● Your instructions: Copy the records below with every instance of "rough mask" changed to "coarse mask" and nothing else altered.

● Exercise data:
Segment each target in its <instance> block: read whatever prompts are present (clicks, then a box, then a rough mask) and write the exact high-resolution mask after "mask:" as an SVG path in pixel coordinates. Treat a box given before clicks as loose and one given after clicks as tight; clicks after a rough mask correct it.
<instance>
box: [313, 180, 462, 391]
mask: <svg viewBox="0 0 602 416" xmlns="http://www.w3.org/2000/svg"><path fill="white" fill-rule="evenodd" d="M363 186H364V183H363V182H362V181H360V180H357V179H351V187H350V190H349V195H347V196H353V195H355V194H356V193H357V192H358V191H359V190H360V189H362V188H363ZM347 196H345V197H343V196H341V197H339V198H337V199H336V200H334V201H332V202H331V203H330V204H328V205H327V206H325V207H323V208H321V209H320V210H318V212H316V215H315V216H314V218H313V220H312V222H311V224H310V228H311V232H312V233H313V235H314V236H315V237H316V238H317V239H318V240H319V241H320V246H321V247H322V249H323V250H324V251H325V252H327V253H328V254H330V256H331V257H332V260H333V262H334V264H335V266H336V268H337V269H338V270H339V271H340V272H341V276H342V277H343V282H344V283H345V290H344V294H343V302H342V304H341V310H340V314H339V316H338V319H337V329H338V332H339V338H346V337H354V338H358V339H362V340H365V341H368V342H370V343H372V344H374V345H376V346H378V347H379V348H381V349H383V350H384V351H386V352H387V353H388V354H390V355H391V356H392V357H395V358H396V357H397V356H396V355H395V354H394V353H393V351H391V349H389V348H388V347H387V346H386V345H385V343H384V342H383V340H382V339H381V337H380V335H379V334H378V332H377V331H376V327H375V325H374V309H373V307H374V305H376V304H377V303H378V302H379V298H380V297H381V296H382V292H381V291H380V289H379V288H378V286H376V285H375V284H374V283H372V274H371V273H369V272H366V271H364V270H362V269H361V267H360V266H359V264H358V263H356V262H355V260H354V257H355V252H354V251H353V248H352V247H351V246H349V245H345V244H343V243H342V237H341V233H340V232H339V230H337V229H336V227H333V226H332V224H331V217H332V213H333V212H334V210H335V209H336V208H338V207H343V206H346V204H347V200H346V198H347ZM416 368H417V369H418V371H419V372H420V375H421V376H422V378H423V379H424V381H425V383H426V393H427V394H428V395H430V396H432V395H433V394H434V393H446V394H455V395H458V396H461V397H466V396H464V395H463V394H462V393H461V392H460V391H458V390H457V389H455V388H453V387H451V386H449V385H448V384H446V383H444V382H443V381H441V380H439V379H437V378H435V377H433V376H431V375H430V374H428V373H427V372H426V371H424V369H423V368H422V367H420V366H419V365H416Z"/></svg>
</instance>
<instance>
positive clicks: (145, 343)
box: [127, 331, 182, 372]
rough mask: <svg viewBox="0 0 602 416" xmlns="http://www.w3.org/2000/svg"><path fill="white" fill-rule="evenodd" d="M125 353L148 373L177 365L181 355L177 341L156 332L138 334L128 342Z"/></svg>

● Your solution:
Segment each target in its <instance> block: read whatever prompts are present (clicks, then a box, then a coarse mask) and write the exact high-resolution mask after "mask:" as an SVG path in pixel coordinates. Treat a box given before clicks as loose and one given after clicks as tight; clicks after a coarse mask correct it.
<instance>
box: [313, 180, 462, 391]
mask: <svg viewBox="0 0 602 416" xmlns="http://www.w3.org/2000/svg"><path fill="white" fill-rule="evenodd" d="M363 186H364V183H363V182H362V181H360V180H357V179H351V187H350V190H349V195H347V196H353V195H355V194H356V193H357V192H358V191H359V190H360V189H362V188H363ZM347 196H345V197H343V196H341V197H339V198H337V199H336V200H334V201H332V202H331V203H330V204H328V205H327V206H325V207H323V208H321V209H320V210H318V212H316V215H315V216H314V218H313V220H312V222H311V224H310V228H311V232H312V233H313V235H314V236H315V237H316V238H317V239H318V240H319V241H320V246H321V247H322V249H323V250H324V251H325V252H327V253H328V254H330V256H331V257H332V260H333V262H334V264H335V266H336V268H337V269H338V270H339V271H340V272H341V276H342V277H343V282H344V283H345V290H344V294H343V302H342V304H341V310H340V314H339V316H338V319H337V329H338V332H339V338H346V337H354V338H358V339H362V340H365V341H368V342H370V343H372V344H374V345H376V346H378V347H379V348H381V349H383V350H384V351H386V352H387V353H388V354H390V355H391V356H392V357H395V358H396V357H397V356H396V355H395V354H394V353H393V351H391V349H389V348H388V347H387V346H386V345H385V343H384V342H383V340H382V339H381V337H380V335H379V334H378V332H377V331H376V327H375V325H374V309H373V307H374V305H376V304H377V303H378V302H379V298H380V297H381V296H382V292H381V291H380V289H379V288H378V286H376V285H375V284H374V283H372V274H371V273H369V272H366V271H364V270H362V269H361V267H360V266H359V264H358V263H356V262H355V260H354V257H355V252H354V251H353V248H352V247H351V246H349V245H345V244H343V243H342V237H341V233H340V232H339V230H337V229H336V227H333V226H332V224H331V217H332V213H333V212H334V210H335V209H336V208H338V207H343V206H346V204H347V200H346V198H347ZM416 368H417V369H418V371H419V372H420V375H421V376H422V378H423V379H424V381H425V383H426V393H427V394H428V395H430V396H432V395H433V394H434V393H446V394H455V395H458V396H461V397H466V396H464V395H463V394H462V393H461V392H460V391H458V390H457V389H455V388H453V387H451V386H449V385H448V384H446V383H444V382H443V381H441V380H439V379H437V378H435V377H433V376H431V375H430V374H428V373H427V372H426V371H424V369H423V368H422V367H420V366H419V365H416Z"/></svg>
</instance>
<instance>
positive clicks: (145, 343)
box: [127, 331, 182, 372]
coarse mask: <svg viewBox="0 0 602 416" xmlns="http://www.w3.org/2000/svg"><path fill="white" fill-rule="evenodd" d="M125 353L148 373L177 365L181 355L177 341L156 332L138 334L128 342Z"/></svg>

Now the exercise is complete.